++++ Dataset records ++++

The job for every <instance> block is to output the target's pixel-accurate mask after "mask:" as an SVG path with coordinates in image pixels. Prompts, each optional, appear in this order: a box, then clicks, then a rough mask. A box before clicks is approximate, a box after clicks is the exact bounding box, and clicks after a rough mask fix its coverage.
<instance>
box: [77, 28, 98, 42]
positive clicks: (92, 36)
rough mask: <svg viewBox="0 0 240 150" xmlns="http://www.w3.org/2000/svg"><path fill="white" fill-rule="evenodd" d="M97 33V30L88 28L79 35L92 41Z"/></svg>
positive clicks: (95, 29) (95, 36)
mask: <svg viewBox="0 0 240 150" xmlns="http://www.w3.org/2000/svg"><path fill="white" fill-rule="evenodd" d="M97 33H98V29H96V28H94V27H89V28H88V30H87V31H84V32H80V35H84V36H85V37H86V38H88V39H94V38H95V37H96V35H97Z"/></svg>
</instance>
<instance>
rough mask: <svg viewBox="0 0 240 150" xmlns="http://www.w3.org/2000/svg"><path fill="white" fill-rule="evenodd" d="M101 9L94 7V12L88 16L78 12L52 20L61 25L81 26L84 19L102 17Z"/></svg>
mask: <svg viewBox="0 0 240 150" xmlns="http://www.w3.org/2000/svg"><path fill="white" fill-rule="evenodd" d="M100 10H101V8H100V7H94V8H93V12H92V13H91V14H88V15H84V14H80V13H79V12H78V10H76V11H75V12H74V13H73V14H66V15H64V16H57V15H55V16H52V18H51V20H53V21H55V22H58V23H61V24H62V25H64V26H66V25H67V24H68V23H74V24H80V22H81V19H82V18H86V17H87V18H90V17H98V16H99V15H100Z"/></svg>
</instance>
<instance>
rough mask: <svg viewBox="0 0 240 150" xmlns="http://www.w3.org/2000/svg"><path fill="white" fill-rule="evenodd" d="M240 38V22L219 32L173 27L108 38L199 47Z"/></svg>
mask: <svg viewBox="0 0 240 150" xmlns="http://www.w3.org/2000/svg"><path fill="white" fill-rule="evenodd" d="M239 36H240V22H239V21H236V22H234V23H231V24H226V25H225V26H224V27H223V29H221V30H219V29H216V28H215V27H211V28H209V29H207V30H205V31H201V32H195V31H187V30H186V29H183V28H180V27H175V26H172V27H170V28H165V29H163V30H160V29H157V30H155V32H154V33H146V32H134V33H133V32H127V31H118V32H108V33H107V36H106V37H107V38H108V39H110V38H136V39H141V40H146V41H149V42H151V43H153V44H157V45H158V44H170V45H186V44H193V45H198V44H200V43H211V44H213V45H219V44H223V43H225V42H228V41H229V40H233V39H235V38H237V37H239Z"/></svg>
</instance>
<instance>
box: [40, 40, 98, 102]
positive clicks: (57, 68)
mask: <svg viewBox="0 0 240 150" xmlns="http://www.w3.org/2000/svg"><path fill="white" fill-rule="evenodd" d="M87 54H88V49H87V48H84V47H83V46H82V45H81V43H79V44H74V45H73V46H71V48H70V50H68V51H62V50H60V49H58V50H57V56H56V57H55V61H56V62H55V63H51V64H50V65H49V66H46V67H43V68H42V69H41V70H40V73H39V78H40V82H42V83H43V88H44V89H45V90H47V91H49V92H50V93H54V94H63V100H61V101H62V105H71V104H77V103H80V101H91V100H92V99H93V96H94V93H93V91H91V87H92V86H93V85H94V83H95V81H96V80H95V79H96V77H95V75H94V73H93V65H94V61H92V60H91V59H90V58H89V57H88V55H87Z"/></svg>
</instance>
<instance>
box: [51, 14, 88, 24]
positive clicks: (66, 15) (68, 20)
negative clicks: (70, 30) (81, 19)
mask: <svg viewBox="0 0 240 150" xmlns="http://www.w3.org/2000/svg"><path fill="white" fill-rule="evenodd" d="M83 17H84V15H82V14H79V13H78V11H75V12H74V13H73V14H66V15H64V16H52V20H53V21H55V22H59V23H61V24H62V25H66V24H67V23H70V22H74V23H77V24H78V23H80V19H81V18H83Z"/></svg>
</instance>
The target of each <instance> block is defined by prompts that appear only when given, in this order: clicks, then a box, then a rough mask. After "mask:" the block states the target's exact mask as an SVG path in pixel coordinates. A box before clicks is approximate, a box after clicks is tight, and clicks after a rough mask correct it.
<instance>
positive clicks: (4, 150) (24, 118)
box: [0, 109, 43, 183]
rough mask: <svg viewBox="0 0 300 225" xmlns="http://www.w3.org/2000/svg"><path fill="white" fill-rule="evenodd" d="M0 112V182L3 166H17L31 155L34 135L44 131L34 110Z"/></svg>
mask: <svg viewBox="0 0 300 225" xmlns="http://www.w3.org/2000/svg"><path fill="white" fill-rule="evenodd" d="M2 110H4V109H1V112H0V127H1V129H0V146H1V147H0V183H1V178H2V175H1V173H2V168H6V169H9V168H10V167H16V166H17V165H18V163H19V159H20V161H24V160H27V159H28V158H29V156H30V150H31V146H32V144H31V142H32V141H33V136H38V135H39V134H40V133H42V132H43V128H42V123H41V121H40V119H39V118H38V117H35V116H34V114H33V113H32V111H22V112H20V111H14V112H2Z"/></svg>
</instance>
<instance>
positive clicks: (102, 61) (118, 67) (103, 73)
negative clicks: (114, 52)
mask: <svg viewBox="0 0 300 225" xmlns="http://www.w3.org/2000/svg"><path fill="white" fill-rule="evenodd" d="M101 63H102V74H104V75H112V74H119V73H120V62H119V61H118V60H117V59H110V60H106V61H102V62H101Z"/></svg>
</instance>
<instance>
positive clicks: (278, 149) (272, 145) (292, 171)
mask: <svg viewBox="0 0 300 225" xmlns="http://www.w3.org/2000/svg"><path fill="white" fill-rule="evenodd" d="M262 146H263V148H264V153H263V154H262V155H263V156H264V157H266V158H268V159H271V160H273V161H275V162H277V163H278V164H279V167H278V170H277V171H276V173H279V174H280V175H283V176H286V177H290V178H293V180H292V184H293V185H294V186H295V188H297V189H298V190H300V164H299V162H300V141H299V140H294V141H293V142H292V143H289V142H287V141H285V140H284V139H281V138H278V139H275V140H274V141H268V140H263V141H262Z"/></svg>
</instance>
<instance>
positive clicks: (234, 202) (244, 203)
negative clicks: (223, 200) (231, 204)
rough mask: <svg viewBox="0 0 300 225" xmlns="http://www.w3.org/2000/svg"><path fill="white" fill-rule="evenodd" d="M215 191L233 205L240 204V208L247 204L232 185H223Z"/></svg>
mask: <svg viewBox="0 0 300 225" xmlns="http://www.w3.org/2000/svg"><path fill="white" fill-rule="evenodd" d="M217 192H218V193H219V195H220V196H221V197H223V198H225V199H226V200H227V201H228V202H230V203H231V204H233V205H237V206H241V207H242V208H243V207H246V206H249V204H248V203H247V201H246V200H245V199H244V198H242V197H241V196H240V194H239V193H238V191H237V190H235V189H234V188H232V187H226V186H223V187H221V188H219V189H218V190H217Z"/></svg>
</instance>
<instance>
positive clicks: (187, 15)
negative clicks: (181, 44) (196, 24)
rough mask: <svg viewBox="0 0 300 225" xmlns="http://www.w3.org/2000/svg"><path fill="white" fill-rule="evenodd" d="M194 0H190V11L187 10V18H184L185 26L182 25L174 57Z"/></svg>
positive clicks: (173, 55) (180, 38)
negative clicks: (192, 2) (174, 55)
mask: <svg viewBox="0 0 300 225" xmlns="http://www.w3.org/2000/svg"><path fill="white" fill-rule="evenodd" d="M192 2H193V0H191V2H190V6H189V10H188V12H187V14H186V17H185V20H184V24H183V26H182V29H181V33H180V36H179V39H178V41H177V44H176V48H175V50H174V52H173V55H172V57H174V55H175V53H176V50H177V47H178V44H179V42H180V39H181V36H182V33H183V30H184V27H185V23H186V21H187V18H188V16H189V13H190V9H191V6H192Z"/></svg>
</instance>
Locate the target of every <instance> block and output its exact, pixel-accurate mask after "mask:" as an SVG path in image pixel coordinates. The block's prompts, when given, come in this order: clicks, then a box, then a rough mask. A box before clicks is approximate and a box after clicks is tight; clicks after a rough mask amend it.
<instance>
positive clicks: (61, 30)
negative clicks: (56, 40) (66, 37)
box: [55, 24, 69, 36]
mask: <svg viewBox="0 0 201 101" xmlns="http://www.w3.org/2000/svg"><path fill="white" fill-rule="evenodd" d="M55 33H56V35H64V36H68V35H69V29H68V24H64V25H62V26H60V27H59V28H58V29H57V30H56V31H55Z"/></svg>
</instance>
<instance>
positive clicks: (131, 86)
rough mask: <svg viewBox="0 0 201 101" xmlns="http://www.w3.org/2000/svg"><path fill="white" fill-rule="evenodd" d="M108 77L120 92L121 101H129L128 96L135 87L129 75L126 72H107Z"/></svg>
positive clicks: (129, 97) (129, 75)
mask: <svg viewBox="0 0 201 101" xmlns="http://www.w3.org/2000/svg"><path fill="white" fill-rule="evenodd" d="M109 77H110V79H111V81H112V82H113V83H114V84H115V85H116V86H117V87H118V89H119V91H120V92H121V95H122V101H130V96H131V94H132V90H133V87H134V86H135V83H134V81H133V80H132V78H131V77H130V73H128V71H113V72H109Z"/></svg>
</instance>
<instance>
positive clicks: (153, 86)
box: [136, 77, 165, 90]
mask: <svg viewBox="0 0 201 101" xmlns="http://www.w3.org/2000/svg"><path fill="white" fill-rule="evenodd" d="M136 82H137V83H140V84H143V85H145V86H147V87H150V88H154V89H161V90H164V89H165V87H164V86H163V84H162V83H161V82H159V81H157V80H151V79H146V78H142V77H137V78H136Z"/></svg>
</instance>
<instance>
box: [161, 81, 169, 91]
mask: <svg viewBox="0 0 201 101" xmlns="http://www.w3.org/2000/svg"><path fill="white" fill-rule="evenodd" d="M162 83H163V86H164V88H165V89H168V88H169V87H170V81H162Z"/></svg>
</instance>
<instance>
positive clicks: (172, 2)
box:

++++

[Assignment]
List each line of the listing above that contains the string "accurate". Case counts.

[Exercise result]
The job for every <instance> block is to output the target's pixel-accurate mask after "mask:" as an SVG path with coordinates in image pixels. Prompts, each optional, appear in this order: a box, then clicks, then a rough mask. A box before clicks is approximate, a box after clicks is the exact bounding box, and clicks after a rough mask fix its coverage.
Locate the target of every <instance> block and output its exact, pixel-accurate mask after "mask:" as an SVG path in image pixel coordinates. The block's prompts, when given, come in this order: clicks, then a box, then a rough mask. A box before clicks is approximate and a box after clicks is tight; clicks after a rough mask amend it.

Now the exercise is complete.